---------- Source text

Of the top 10 distributors, Memec is among the most geographically diverse. Less than half (43.1 percent) of its business comes from the Americas. Europe and Asia are virtually equal, with EMEA comprising 24.8 percent of net revenues, Asia/Pacific 24.4 percent, and Japan 7.7 percent. Memec edges out the competition with its Asian footprint. Giants Avnet and Arrow Electronics report sales figures in Asia closer to 10 percent of their sales. "Memec is well-positioned in this market," Damron says.

Memec is not standing still, either. The company has big plans for a big potential market: China. With about 12 percent of total net revenues coming from China, Memec already has 32 offices and 275 technical employees. The company intends to build on this base by adding more FAEs and technical support staff, plus opening more offices. The company also plans to expand its presence in India, Eastern Europe, and Latin America.

"We intend to use our deep understanding of customer requirements and in-depth application expertise to gain market share in our existing vertical markets," the company said in its registration filing. "Additionally, we plan to expand our business with small- and medium-sized customers by providing call-center and online-purchase capabilities through our recently formed Memec Express division."

What remains in limbo is the IPO. Memec is still waiting, despite the registration filing this spring. A year ago, Ashworth said three conditions would have to be in place before going public: a stock market inclined to invest in the technology sector, a greater ability to forecast the economy, and improved profitability. Those conditions have not been met.

"Since they filed, semiconductor stocks have gone down," Damron says. "In that environment, it will be difficult to get an IPO done."

Meanwhile, the company will continue to do what it's done for three decades. "We're just running the business as we've always done," Ashworth says. "We're making sure we're not ahead of the curve or behind the curve in terms of the rest of the industry."

--------------------

**Short problem**
Answer these questions from the Memec text above:
(a) What percentage of Memec's business comes from the Americas?
(b) How many offices does Memec already have in China?
(c) What three conditions did Ashworth say would need to be in place before going public?

---------- Given data

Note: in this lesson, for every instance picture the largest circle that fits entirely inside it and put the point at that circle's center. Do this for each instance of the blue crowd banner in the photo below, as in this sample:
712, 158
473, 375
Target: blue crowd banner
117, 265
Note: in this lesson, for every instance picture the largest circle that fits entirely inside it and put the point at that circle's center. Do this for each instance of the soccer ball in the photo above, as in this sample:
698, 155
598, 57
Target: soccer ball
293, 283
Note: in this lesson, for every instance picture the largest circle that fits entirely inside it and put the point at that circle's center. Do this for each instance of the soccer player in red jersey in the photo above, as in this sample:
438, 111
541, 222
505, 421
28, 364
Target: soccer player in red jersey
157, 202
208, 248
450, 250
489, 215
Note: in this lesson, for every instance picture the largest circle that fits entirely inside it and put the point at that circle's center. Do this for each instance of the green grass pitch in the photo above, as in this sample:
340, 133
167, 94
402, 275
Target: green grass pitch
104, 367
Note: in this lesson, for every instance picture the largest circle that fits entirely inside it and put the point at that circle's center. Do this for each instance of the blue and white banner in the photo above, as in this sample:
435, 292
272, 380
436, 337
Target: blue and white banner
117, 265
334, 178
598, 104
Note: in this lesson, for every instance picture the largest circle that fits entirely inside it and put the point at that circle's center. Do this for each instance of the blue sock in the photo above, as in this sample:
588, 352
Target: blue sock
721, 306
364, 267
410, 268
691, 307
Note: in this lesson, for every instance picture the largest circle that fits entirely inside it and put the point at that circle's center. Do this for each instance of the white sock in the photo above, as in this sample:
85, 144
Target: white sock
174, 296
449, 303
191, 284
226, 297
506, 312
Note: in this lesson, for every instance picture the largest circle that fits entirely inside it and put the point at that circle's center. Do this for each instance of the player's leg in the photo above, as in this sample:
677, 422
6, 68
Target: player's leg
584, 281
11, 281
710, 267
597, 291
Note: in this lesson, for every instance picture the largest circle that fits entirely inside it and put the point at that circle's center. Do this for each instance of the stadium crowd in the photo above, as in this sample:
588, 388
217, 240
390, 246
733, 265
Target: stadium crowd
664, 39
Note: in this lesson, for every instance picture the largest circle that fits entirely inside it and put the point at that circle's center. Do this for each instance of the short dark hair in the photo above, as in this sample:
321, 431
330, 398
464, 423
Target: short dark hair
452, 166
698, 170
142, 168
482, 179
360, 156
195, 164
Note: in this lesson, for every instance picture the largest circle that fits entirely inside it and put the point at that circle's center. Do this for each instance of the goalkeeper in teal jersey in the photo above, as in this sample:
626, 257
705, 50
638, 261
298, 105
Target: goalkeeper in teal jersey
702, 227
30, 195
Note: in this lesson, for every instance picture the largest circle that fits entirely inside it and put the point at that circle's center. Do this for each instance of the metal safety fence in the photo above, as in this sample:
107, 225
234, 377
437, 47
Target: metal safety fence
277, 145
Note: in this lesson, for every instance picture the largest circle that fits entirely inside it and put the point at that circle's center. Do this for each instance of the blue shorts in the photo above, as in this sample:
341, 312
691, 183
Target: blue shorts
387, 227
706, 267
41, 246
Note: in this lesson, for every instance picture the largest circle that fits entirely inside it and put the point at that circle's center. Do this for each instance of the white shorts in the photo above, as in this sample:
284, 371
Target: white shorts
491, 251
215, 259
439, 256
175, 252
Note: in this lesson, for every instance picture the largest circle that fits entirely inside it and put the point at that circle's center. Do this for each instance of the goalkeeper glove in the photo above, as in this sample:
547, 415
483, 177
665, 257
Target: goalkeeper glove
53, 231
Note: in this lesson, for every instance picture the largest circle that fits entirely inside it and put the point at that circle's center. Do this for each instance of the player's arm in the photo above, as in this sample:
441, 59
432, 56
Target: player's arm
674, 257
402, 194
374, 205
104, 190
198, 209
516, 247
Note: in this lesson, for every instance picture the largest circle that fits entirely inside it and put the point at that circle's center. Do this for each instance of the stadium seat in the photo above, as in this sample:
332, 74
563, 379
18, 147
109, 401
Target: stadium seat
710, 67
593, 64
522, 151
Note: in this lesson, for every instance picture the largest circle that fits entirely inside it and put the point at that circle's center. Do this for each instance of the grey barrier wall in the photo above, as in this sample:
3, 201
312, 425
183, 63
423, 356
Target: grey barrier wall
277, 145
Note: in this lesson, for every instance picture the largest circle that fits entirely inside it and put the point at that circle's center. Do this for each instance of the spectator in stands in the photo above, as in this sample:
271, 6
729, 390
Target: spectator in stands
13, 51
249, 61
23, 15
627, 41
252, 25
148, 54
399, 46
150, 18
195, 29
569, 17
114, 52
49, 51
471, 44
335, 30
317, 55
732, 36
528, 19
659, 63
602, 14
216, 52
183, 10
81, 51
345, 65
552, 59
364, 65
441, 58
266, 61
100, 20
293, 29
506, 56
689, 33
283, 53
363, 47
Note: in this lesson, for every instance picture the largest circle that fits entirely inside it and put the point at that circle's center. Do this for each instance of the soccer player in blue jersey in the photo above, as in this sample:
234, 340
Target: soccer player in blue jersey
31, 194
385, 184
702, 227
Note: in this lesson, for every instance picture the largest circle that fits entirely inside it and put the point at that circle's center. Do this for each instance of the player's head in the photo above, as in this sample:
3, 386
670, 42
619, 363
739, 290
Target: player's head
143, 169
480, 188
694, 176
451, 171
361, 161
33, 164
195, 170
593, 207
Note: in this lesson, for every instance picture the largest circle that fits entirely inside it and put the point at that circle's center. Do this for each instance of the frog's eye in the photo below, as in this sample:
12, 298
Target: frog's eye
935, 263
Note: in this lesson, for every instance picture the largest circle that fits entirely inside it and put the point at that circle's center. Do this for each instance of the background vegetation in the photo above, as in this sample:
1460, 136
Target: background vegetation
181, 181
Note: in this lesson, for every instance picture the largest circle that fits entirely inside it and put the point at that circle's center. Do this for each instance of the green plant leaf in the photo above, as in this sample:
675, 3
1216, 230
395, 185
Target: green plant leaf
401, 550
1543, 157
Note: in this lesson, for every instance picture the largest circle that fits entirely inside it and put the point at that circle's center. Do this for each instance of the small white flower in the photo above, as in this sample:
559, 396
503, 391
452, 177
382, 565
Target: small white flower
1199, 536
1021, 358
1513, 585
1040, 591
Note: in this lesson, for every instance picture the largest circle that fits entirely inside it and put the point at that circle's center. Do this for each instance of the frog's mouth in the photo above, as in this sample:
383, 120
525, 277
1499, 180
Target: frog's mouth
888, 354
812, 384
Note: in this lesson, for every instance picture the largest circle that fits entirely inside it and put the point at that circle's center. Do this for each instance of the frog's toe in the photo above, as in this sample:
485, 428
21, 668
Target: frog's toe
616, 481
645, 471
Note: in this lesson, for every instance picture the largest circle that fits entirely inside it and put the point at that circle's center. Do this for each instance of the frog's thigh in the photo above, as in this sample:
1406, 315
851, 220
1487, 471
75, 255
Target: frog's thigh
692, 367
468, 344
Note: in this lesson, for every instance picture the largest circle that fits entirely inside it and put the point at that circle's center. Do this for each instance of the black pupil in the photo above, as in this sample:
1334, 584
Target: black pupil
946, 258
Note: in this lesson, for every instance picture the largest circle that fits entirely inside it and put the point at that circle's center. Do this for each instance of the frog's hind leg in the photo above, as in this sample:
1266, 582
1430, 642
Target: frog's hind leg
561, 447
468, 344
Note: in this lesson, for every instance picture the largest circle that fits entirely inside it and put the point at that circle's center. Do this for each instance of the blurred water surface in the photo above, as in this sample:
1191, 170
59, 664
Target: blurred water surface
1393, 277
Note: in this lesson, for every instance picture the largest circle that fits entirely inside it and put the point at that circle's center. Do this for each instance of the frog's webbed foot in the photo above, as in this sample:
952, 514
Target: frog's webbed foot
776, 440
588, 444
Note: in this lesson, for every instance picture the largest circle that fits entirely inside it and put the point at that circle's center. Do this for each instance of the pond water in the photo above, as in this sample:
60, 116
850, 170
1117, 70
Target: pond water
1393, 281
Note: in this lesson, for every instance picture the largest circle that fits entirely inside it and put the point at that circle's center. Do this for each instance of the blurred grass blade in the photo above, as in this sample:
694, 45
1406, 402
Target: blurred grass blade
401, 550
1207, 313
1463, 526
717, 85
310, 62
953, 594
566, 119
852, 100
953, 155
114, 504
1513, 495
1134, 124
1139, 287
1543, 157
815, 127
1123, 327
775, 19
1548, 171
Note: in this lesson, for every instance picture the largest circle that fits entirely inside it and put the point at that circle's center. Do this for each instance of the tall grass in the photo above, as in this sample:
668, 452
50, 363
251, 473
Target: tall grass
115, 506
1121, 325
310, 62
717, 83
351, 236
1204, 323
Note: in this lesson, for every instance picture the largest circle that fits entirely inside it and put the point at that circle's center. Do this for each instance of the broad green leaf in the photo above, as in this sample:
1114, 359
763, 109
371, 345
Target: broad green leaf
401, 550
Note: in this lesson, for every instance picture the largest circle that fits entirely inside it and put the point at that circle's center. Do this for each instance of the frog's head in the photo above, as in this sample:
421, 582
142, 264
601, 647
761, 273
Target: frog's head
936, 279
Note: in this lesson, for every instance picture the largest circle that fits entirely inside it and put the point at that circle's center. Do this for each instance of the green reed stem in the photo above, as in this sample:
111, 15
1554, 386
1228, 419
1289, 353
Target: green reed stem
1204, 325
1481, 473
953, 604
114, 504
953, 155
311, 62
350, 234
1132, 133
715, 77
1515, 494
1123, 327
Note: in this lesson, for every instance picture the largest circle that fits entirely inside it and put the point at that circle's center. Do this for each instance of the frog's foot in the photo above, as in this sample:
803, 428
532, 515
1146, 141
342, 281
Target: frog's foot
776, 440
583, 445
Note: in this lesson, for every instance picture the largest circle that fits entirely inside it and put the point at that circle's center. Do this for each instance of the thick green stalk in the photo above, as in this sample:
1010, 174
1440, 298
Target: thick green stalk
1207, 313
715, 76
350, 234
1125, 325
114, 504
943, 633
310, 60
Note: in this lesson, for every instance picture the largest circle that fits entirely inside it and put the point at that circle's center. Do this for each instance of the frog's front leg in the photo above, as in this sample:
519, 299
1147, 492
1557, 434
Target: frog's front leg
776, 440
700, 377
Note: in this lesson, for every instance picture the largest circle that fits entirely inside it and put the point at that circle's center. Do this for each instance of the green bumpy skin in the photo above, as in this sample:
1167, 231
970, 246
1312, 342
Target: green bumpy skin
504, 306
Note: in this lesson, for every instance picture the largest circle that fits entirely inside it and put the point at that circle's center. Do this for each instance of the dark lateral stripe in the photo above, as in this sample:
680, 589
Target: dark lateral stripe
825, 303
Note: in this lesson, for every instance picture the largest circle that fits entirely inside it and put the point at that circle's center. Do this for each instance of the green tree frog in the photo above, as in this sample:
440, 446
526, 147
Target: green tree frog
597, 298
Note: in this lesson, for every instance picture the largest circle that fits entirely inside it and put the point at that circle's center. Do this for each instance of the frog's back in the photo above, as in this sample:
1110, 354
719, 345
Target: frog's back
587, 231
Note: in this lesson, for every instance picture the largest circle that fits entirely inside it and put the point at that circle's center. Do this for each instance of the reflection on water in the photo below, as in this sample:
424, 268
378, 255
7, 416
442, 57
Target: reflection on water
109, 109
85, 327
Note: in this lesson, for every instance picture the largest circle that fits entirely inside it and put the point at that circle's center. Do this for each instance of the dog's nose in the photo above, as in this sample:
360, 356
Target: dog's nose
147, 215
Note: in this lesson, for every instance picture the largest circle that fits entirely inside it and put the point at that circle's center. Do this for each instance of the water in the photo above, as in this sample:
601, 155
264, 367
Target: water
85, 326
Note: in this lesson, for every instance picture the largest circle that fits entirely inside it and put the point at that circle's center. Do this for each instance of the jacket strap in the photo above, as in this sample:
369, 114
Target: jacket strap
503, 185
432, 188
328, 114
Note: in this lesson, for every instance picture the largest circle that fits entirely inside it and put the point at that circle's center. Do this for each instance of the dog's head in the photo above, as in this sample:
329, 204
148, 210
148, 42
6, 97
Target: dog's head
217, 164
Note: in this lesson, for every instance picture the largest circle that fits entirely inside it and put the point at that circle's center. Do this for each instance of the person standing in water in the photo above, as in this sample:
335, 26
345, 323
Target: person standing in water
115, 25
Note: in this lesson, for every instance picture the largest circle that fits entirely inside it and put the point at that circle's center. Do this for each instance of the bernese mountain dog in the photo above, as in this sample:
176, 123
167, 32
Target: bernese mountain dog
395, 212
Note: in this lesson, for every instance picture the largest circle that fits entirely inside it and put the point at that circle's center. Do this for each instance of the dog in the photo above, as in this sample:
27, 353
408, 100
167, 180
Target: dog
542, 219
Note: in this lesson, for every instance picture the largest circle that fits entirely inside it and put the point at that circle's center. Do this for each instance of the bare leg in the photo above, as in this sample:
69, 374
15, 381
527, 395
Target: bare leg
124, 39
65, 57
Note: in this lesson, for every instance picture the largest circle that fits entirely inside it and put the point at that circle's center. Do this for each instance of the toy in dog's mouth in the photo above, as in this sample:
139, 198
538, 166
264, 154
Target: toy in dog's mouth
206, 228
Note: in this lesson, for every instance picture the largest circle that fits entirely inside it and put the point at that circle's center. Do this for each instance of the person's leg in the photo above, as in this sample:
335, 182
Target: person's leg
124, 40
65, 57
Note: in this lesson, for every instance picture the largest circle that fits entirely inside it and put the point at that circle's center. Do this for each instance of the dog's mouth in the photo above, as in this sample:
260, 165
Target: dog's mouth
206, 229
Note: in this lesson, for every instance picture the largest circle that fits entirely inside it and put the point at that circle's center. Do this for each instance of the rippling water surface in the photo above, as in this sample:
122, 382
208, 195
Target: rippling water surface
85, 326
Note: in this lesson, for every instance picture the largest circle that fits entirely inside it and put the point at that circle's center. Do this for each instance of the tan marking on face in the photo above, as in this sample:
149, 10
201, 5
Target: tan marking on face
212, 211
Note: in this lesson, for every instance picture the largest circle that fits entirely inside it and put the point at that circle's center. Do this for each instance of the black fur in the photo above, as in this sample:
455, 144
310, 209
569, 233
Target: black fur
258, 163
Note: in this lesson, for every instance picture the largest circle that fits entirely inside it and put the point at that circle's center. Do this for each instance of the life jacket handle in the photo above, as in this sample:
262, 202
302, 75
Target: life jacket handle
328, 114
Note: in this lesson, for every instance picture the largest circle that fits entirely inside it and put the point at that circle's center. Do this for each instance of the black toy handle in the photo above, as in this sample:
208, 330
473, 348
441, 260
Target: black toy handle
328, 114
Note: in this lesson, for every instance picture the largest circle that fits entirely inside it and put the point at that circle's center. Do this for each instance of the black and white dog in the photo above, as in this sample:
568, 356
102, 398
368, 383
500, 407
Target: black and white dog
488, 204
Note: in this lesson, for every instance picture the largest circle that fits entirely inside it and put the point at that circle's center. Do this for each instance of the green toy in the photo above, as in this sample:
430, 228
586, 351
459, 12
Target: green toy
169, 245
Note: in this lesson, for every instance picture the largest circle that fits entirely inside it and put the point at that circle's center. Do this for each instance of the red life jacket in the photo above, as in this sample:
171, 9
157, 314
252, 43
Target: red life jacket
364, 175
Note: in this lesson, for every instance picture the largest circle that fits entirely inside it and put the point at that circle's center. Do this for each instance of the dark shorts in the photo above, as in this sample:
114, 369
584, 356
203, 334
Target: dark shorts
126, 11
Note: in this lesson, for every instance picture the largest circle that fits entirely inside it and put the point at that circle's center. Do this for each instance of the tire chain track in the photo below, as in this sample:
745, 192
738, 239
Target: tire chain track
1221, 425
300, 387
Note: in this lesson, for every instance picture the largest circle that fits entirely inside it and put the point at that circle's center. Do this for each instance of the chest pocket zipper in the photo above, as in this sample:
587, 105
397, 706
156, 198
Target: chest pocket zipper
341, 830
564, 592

--------------------

**Result**
(a) 43.1 percent
(b) 32 offices
(c) A stock market inclined to invest in the technology sector, a greater ability to forecast the economy, and improved profitability